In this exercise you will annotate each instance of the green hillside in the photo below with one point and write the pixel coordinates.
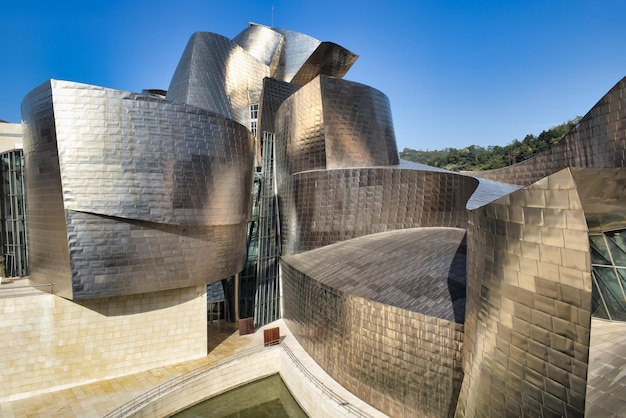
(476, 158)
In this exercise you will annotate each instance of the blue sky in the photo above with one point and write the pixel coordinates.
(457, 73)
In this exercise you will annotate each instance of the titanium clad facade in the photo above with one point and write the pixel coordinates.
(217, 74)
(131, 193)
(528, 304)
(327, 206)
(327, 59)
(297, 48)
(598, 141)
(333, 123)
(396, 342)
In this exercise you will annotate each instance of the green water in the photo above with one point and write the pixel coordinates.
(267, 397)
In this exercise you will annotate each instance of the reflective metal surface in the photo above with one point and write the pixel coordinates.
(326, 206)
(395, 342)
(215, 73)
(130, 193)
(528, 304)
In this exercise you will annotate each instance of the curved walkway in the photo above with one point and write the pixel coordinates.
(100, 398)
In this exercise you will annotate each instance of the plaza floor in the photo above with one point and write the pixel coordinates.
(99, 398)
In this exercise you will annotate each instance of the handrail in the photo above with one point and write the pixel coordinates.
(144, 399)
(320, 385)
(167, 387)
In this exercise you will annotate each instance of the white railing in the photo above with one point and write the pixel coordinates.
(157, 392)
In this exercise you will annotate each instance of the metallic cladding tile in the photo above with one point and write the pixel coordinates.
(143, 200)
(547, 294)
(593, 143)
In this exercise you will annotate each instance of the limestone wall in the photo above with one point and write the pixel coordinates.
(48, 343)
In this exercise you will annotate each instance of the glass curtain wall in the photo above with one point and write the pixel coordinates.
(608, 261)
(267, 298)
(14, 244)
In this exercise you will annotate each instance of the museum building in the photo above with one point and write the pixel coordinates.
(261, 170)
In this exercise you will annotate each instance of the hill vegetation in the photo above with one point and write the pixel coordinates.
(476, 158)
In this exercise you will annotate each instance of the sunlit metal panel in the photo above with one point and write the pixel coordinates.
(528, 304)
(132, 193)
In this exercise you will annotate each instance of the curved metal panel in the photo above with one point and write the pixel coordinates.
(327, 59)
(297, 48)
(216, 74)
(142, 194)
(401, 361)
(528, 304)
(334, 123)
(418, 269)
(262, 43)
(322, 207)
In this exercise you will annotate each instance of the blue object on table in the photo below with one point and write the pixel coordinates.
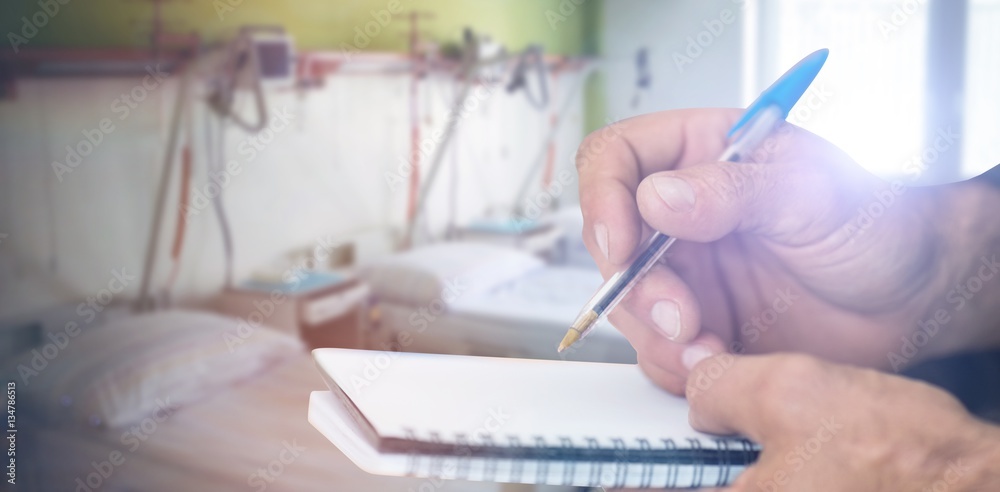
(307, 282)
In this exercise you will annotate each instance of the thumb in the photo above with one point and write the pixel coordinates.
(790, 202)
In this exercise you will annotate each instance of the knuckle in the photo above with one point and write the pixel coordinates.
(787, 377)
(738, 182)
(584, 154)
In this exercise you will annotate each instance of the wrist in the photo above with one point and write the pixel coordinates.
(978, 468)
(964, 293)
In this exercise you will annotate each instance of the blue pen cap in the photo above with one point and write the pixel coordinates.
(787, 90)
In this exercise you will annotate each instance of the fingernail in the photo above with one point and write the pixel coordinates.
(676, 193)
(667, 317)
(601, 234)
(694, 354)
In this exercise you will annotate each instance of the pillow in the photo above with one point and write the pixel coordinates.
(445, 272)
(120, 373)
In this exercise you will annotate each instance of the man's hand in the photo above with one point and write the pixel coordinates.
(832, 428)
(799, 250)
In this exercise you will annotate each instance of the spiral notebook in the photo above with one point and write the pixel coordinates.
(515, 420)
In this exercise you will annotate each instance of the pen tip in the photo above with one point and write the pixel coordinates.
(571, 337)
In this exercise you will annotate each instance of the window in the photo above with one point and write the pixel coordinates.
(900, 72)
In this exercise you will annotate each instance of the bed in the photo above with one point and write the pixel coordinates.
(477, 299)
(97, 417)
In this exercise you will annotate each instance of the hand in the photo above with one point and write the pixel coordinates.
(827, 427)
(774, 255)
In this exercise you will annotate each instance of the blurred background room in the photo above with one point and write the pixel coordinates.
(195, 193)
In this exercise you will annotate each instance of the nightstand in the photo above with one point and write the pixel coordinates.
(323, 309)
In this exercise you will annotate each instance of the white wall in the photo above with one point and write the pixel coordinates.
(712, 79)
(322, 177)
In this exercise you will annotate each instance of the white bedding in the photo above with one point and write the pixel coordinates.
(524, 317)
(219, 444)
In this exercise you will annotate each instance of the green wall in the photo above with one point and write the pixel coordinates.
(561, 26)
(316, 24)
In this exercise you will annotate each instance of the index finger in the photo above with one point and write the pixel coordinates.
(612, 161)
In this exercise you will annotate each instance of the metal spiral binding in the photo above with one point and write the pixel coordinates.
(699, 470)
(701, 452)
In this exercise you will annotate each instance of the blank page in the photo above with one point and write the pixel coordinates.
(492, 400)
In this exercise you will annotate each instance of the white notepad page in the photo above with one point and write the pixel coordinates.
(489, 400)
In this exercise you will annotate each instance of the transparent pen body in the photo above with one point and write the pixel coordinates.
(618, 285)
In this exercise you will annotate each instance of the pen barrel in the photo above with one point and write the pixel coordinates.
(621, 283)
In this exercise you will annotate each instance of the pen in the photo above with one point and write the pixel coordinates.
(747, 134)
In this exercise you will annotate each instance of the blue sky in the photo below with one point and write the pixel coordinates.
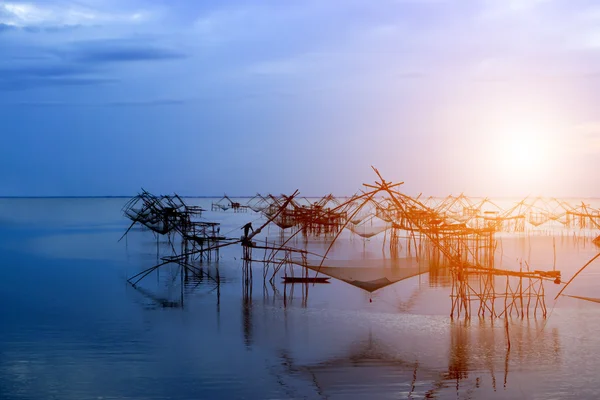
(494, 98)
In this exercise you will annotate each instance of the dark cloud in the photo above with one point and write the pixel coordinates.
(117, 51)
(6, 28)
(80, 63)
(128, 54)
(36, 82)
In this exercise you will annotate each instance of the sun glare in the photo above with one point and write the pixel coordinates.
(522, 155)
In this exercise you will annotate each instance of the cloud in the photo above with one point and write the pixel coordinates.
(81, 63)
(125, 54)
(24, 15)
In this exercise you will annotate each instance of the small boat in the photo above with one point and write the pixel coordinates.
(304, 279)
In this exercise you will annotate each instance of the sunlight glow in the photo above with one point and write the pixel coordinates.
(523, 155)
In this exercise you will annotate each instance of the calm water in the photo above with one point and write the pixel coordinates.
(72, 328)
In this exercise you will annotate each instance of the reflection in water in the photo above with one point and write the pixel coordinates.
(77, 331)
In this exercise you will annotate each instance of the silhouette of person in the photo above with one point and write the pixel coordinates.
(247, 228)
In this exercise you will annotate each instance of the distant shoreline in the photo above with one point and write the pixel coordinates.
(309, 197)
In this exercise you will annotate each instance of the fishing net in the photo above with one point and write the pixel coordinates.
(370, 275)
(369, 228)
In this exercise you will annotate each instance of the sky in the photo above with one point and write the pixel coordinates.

==

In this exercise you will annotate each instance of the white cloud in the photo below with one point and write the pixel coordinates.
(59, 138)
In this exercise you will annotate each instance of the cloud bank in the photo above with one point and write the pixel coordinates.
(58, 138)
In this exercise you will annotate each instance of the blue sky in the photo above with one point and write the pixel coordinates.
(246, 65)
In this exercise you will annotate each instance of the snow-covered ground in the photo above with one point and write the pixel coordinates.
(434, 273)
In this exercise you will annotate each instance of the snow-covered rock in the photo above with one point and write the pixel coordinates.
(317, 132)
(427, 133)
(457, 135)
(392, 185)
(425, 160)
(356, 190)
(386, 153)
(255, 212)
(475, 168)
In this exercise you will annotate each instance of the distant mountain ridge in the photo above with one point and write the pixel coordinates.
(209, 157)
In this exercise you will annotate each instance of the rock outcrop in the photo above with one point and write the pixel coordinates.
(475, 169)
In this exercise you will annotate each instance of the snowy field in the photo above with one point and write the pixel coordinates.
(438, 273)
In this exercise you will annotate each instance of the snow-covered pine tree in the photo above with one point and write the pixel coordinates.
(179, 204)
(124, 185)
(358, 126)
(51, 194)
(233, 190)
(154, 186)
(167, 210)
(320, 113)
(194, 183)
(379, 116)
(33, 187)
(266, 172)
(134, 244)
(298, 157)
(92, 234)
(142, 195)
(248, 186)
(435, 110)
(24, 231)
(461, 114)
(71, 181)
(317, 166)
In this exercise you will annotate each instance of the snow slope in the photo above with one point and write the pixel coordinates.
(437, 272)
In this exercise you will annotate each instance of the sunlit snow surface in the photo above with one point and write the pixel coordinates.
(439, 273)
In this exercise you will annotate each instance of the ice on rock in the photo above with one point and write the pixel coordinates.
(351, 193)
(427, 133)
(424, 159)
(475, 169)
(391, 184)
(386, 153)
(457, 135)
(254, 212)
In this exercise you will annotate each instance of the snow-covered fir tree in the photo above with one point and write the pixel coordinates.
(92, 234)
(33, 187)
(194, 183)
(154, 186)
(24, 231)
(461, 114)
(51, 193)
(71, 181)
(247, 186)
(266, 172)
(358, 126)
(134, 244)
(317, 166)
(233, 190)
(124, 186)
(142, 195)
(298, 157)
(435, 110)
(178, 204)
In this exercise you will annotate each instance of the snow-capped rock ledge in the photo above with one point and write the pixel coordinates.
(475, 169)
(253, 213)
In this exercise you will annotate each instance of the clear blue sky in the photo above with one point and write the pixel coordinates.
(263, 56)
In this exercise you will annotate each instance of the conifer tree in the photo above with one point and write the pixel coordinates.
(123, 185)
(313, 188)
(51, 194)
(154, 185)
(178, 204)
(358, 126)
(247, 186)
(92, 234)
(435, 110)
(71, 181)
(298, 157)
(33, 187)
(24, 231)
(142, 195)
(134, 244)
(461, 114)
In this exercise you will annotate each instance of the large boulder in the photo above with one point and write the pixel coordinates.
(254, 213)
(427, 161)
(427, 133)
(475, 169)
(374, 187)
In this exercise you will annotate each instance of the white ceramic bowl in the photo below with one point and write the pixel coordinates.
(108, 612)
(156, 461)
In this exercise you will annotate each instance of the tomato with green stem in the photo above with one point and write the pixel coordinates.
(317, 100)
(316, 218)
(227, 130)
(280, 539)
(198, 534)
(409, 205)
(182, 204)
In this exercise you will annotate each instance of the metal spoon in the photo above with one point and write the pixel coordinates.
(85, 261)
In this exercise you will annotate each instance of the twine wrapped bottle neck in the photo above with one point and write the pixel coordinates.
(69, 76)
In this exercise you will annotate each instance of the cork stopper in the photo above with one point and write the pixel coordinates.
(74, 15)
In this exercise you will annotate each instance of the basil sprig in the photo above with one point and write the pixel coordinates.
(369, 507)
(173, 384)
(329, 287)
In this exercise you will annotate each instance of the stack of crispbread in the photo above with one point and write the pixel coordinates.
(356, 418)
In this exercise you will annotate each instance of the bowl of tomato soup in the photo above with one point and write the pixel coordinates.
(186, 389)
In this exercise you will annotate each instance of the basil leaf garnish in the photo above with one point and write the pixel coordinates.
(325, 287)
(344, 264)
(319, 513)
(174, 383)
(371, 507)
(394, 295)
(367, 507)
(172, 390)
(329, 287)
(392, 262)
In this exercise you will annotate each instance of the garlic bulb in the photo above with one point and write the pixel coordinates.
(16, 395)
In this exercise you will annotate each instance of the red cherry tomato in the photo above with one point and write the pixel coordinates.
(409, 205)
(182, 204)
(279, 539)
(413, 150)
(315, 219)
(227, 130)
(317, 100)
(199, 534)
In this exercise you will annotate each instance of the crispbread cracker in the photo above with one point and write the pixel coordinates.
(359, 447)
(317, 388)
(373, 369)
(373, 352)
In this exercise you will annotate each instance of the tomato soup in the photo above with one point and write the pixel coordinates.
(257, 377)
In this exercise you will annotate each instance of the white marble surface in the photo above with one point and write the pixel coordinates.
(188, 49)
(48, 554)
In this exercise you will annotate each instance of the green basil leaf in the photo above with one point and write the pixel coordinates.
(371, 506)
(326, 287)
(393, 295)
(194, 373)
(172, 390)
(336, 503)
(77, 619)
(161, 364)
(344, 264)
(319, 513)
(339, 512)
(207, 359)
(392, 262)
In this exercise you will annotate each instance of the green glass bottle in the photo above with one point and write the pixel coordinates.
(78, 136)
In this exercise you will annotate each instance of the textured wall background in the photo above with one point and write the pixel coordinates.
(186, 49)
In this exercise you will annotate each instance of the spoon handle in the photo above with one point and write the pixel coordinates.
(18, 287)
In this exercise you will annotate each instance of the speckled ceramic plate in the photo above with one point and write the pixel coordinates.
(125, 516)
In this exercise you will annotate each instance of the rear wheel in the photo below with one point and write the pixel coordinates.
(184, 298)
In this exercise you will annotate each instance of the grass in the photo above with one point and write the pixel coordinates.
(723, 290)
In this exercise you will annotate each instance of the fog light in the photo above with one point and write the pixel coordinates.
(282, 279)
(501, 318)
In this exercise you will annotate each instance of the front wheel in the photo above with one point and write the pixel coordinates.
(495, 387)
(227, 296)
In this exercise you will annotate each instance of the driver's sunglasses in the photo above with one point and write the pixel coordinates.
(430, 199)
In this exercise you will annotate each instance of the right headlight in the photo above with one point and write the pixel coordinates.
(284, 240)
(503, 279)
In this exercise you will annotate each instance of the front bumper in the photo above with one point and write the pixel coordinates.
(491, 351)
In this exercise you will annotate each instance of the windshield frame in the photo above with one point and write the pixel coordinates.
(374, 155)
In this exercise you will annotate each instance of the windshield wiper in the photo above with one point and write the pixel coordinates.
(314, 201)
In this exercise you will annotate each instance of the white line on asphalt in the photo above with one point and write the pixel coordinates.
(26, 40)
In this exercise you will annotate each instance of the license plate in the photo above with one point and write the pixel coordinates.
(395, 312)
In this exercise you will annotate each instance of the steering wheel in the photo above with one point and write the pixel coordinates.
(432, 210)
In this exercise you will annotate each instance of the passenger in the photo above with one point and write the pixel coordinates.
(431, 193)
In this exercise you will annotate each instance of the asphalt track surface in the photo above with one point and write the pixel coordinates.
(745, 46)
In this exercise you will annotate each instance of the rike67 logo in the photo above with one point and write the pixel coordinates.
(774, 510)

WHAT IS BEING ASKED:
Copy the lines of the records word for word, starting with the line that contains "In this exercise you will annotate each instance of the fishing" and going on through the line that contains "In this exercise you will annotate each instance of the sky", both included.

ANSWER:
In this exercise you will annotate each instance of the fishing net in the photo above with one point and write the pixel coordinates.
(370, 275)
(369, 228)
In this exercise you will annotate each instance of the sky in the photo above with one point and write the pixel coordinates.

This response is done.